Input material:
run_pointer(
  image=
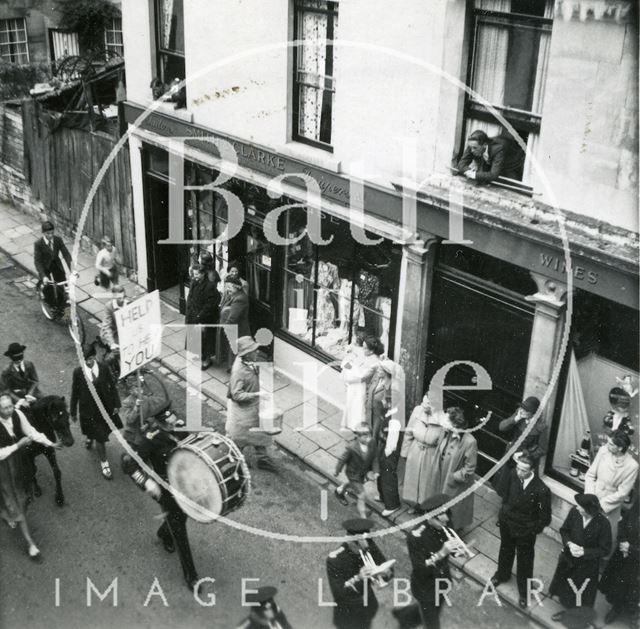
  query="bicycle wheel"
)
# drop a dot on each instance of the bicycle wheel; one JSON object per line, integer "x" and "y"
{"x": 152, "y": 385}
{"x": 80, "y": 335}
{"x": 47, "y": 310}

What needs to be done: Print the records above verbatim, leaving out the pictures.

Task result:
run_pointer(
  image=
  query="bicycle wheel"
)
# drop a dot on each instance of the bicycle wheel; one JSON object per line, integer "x" and "y"
{"x": 152, "y": 385}
{"x": 80, "y": 335}
{"x": 47, "y": 310}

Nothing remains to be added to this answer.